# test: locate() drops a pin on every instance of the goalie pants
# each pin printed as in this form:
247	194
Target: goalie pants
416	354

**What is asked:** Update the records, changing every "goalie pants" to "hockey pants" and leaving all other text as it is.

**The reply:**
# test: locate() drops a pin on every instance of the hockey pants
# each pin printed as in this form:
247	194
Target: hockey pants
416	354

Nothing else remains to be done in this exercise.